- YOUR INSTRUCTIONS:
Scan the data and please report how many lines include the word "brown". Leave out everything but the number.

##### SUPPLIED MATERIAL

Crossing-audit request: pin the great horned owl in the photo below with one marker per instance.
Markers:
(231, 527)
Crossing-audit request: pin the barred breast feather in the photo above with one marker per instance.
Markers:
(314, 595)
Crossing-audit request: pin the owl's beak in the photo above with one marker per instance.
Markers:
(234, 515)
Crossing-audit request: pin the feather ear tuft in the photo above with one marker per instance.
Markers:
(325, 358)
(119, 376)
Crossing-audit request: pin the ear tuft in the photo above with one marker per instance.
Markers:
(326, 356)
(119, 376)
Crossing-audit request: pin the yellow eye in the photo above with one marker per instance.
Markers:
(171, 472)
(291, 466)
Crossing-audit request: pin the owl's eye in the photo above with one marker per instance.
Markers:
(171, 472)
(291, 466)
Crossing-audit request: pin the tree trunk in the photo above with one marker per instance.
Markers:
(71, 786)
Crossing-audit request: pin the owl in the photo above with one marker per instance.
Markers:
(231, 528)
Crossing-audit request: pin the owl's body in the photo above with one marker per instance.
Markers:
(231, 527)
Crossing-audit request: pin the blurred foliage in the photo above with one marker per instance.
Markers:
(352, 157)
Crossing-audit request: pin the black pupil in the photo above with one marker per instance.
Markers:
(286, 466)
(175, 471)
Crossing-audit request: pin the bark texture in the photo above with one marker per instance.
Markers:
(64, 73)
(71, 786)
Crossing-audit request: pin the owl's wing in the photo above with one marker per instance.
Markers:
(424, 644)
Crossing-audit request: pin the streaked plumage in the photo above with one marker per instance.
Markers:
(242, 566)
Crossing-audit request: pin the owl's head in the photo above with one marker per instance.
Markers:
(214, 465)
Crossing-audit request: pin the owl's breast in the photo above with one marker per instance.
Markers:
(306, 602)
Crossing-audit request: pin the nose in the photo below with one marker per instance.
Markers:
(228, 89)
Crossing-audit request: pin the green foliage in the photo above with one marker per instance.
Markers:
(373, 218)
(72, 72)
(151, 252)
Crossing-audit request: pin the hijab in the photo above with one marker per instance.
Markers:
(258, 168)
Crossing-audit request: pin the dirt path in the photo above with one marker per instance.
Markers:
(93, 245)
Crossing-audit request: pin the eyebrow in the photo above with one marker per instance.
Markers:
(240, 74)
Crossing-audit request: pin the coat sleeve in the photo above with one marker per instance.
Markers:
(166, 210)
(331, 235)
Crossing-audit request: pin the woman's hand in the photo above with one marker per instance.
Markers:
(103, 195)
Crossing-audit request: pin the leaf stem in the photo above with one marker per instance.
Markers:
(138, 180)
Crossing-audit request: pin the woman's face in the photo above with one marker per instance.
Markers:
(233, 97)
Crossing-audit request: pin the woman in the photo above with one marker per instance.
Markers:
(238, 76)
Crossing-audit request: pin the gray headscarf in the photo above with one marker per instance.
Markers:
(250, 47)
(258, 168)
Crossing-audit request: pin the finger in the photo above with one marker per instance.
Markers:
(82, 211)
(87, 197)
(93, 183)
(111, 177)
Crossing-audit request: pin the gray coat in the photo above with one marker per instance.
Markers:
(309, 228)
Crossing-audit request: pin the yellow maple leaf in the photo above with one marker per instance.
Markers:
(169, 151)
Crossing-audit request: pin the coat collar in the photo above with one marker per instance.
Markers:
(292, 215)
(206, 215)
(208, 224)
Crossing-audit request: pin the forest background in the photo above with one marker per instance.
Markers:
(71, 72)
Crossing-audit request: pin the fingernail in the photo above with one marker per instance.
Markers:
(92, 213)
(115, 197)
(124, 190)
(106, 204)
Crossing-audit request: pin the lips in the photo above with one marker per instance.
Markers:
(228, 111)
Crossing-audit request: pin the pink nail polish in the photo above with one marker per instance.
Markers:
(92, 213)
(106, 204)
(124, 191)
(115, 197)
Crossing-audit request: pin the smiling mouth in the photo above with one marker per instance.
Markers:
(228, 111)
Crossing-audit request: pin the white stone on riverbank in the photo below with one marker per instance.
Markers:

##########
##### SUPPLIED MATERIAL

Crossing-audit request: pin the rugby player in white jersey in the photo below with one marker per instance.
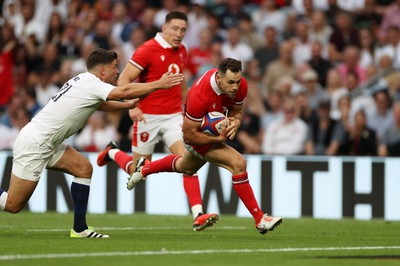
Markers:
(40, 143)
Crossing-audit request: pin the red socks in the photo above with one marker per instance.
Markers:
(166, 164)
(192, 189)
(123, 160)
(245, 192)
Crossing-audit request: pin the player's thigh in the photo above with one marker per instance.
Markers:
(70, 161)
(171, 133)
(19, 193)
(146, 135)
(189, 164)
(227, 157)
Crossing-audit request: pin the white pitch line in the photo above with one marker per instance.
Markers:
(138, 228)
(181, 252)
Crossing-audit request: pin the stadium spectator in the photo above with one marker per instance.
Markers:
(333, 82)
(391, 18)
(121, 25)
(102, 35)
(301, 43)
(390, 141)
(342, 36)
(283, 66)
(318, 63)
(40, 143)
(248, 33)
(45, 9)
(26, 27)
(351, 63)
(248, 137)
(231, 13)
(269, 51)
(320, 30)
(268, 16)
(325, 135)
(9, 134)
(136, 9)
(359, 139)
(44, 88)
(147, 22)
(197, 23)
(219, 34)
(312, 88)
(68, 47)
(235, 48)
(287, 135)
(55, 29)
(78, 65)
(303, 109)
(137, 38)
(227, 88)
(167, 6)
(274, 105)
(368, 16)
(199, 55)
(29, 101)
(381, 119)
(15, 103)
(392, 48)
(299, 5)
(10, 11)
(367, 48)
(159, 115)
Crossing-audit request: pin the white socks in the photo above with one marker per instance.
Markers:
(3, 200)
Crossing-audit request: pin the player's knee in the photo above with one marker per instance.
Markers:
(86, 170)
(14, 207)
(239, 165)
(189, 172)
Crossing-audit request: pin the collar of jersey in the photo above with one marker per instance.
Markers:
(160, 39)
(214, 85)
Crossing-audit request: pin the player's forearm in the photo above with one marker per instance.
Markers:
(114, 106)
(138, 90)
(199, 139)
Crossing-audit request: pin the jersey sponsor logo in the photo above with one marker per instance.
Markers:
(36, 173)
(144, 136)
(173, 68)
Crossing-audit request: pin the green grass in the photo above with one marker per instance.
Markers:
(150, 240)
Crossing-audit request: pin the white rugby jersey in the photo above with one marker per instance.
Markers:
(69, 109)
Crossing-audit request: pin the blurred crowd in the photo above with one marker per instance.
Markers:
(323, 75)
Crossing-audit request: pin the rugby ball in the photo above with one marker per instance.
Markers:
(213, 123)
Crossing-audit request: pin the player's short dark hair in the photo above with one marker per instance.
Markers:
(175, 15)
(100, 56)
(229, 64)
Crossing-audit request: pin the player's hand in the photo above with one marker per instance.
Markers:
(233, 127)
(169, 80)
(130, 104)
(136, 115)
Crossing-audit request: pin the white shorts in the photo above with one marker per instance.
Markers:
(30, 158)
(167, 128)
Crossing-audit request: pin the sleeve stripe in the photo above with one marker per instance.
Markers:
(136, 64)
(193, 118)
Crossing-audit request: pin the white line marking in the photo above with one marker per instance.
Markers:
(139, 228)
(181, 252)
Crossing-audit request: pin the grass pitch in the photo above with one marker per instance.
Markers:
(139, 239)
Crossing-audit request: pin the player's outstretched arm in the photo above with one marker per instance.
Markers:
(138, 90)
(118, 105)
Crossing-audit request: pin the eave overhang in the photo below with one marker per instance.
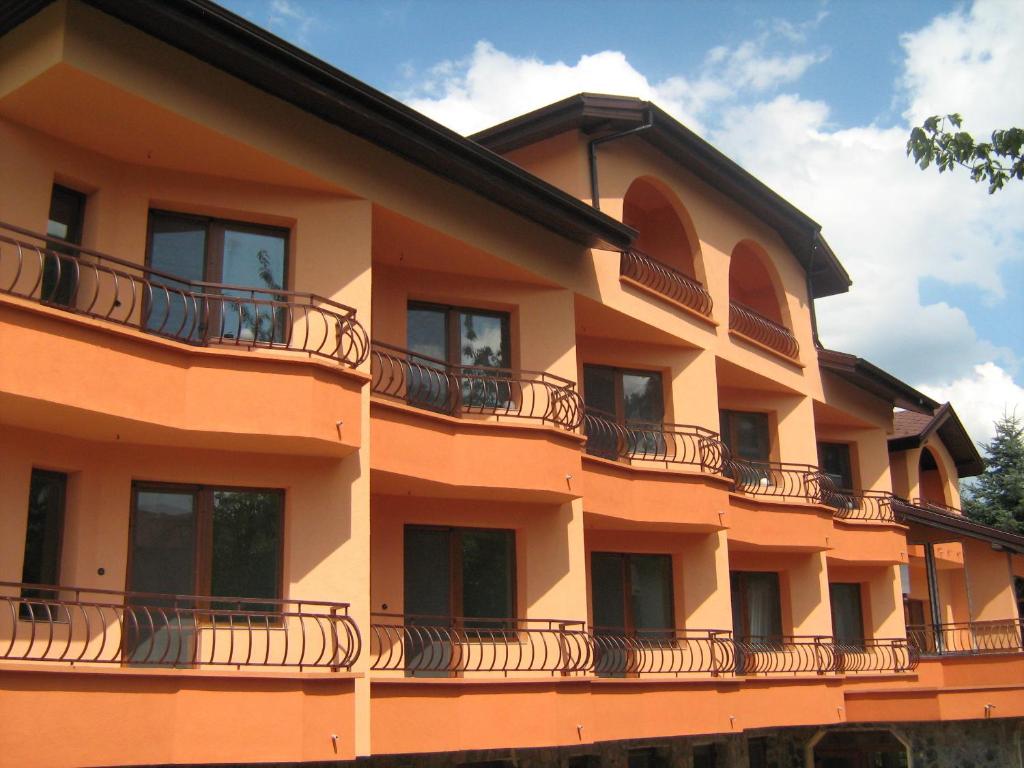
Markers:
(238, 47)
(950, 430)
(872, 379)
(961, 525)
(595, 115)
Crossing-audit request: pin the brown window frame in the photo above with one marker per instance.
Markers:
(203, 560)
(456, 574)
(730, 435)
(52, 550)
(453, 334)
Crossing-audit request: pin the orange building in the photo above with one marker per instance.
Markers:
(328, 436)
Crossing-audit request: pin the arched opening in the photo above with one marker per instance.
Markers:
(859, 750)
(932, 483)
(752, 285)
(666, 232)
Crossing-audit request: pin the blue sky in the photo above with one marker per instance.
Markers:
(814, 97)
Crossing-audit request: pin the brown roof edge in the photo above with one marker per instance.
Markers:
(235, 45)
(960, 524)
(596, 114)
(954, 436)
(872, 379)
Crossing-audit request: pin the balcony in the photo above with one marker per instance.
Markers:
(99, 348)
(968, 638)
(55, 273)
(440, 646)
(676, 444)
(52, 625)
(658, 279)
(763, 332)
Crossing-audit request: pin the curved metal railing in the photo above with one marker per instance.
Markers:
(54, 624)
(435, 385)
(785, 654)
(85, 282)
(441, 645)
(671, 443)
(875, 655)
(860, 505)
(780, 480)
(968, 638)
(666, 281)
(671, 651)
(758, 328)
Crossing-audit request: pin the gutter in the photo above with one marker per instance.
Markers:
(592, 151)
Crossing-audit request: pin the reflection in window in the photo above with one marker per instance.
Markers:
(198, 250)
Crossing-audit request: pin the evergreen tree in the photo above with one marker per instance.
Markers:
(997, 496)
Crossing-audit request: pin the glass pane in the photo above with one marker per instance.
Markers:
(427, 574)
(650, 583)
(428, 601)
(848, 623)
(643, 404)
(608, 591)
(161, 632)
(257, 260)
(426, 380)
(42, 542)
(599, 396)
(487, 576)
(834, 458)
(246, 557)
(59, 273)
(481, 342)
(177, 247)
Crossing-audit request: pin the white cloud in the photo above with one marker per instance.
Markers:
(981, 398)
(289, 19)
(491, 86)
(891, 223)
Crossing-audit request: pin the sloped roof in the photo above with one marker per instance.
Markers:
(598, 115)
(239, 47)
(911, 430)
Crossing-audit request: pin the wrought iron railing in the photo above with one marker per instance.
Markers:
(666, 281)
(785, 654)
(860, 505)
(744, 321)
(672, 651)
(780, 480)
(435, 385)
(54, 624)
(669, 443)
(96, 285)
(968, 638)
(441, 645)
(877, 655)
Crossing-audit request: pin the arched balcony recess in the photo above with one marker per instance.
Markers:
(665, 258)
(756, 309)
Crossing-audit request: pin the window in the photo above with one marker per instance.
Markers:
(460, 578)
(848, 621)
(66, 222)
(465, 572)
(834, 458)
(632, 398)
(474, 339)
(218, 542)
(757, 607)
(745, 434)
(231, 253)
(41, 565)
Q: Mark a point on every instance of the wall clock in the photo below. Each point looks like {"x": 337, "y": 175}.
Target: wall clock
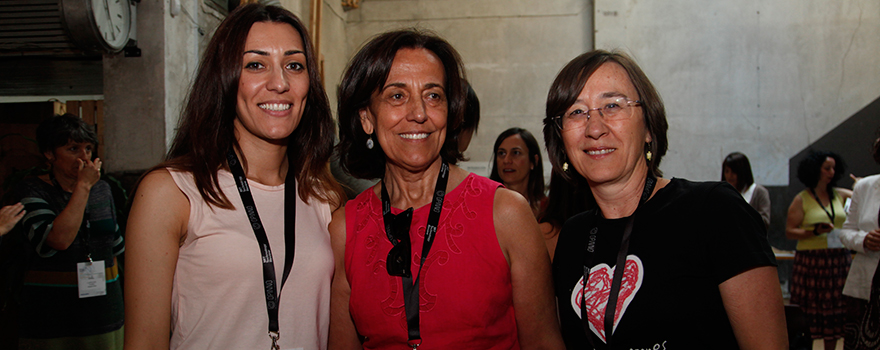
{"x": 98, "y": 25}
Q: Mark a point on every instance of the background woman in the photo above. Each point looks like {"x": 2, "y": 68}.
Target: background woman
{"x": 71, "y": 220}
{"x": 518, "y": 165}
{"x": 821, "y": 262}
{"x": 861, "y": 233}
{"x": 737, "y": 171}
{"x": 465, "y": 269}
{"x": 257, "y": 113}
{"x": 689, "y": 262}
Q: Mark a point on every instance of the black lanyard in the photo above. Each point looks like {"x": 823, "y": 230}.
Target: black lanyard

##########

- TASK RESPONSE:
2